• [Extracted entries]

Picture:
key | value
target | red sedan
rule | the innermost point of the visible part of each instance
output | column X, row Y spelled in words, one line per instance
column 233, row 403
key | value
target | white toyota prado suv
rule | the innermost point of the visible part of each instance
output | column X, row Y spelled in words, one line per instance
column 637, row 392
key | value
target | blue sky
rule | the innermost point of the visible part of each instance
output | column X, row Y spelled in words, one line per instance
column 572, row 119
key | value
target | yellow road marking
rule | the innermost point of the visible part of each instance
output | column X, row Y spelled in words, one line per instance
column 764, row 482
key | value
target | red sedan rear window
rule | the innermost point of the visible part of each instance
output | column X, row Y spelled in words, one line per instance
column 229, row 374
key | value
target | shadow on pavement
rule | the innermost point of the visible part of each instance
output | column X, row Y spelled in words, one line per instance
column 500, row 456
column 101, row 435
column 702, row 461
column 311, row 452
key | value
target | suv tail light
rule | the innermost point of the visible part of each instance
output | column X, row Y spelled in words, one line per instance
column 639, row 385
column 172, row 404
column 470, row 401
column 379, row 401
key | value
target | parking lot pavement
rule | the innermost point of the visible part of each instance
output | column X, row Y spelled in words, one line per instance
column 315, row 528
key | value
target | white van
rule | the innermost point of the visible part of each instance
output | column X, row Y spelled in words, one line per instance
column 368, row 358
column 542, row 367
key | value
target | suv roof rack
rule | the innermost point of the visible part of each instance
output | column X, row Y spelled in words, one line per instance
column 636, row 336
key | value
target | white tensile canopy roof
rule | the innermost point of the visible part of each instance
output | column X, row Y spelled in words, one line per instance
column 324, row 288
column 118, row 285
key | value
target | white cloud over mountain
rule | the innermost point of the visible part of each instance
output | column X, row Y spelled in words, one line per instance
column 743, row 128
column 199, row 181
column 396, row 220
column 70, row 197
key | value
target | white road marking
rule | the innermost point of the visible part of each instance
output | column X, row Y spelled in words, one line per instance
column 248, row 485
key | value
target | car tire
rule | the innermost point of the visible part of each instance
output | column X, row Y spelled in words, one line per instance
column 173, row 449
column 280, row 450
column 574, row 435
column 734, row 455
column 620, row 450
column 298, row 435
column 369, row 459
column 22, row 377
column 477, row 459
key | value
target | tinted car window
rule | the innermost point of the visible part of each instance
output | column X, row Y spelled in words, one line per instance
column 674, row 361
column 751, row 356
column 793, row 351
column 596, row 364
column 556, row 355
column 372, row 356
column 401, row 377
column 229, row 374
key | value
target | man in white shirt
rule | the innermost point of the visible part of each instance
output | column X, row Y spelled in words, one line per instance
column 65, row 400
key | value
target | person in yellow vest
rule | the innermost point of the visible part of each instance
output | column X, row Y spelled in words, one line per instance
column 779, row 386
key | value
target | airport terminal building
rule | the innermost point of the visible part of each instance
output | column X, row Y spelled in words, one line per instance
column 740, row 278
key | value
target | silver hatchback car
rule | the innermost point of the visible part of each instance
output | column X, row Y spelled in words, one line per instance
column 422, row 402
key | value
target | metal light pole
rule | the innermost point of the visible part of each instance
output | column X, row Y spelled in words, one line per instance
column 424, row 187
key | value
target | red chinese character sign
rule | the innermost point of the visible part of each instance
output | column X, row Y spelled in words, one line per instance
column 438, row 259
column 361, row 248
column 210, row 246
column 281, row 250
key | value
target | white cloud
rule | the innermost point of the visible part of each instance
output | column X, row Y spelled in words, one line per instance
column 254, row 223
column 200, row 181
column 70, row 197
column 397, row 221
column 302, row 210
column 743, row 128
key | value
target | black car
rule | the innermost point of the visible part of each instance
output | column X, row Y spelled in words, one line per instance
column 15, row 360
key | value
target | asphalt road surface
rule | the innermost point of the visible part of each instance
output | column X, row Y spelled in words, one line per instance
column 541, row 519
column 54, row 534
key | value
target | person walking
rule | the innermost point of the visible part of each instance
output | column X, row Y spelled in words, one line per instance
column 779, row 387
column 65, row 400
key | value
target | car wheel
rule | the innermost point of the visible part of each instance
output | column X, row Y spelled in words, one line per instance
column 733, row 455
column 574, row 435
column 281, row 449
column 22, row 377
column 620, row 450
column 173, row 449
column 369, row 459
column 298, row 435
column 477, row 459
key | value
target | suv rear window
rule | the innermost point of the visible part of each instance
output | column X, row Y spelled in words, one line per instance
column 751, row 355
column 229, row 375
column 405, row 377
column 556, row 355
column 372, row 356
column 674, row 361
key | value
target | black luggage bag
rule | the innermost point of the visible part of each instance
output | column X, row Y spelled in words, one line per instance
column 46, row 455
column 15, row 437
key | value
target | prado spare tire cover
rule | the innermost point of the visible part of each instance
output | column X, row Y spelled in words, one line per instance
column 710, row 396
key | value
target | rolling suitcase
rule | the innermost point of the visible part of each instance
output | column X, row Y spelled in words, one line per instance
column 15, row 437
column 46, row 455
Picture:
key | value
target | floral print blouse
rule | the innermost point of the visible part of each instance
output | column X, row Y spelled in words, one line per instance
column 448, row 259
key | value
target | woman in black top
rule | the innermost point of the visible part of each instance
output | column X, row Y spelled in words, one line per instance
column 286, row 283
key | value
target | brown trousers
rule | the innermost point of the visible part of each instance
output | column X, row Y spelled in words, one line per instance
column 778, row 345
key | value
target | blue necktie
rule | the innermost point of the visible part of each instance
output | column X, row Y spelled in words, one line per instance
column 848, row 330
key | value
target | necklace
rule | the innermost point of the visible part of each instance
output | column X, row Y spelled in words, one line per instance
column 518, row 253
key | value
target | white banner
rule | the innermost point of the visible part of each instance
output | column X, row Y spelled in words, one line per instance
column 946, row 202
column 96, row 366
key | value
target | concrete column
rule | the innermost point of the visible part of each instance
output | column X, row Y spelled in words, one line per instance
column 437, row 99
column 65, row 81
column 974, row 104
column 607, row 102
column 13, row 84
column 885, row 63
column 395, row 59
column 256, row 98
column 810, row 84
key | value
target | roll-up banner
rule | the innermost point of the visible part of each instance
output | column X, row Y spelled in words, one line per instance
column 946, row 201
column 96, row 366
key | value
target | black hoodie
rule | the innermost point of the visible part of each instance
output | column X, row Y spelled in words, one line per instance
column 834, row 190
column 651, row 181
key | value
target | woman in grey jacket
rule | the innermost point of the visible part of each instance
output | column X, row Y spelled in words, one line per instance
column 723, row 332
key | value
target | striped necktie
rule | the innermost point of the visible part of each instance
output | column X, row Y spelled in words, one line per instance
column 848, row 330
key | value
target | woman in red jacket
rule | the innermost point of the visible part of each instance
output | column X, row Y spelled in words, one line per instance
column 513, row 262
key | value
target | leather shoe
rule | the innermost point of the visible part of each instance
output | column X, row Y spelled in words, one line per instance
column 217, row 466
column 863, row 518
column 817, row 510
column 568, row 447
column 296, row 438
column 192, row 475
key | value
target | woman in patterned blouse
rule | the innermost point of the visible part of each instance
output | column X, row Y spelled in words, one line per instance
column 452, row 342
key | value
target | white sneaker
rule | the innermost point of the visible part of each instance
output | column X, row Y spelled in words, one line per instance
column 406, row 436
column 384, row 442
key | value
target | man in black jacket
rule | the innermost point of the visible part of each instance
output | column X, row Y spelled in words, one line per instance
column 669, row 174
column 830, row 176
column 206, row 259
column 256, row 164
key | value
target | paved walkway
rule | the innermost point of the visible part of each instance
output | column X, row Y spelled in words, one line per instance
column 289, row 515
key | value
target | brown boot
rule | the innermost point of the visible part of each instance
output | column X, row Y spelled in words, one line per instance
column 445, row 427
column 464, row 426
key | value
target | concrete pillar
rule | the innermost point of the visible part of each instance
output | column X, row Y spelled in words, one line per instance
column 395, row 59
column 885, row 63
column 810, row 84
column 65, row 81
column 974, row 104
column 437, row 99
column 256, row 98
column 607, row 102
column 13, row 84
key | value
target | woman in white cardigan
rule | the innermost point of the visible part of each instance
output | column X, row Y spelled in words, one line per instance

• [Exercise brief] Copy the rows from the beginning through the line containing "column 637, row 392", changing every "innermost" to "deepest" and leaving the rest untouched.

• [Worked solution]
Picture:
key | value
target | red sedan
rule | the deepest point of the visible part of each instance
output | column X, row Y spelled in words, one line per instance
column 233, row 403
key | value
target | white toyota prado suv
rule | the deepest point of the visible part of each instance
output | column X, row Y spelled in words, one line per instance
column 637, row 392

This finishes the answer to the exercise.